WORK TASK: Would you give again, exactly, the lines running from the line with "Would you be able to indicate the shoulder" to the end of the data below, both included?

[Dataset entries]
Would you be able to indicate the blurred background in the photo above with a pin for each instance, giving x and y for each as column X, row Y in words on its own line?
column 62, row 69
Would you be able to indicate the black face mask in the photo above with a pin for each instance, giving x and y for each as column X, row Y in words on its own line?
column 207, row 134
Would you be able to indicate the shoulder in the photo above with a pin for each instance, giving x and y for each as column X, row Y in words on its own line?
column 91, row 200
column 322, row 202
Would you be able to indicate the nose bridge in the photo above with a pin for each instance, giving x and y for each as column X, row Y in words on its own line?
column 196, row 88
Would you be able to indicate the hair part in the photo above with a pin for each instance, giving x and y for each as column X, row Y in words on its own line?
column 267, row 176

RESPONSE FOR THIS EXERCISE:
Would you be able to indicate the shoulder in the photo above with a pin for each instance, giving x and y for each as column X, row Y in words on its own line?
column 91, row 200
column 322, row 202
Would you be able to indicate the nose bridge in the photo above with a pin for each instance, giving x and y for each as column X, row Y in words on its own line?
column 196, row 88
Would you be able to indicate the hair part in the photo above with a pin for each instance, giving x and y for each as column X, row Y in words on its own line?
column 267, row 176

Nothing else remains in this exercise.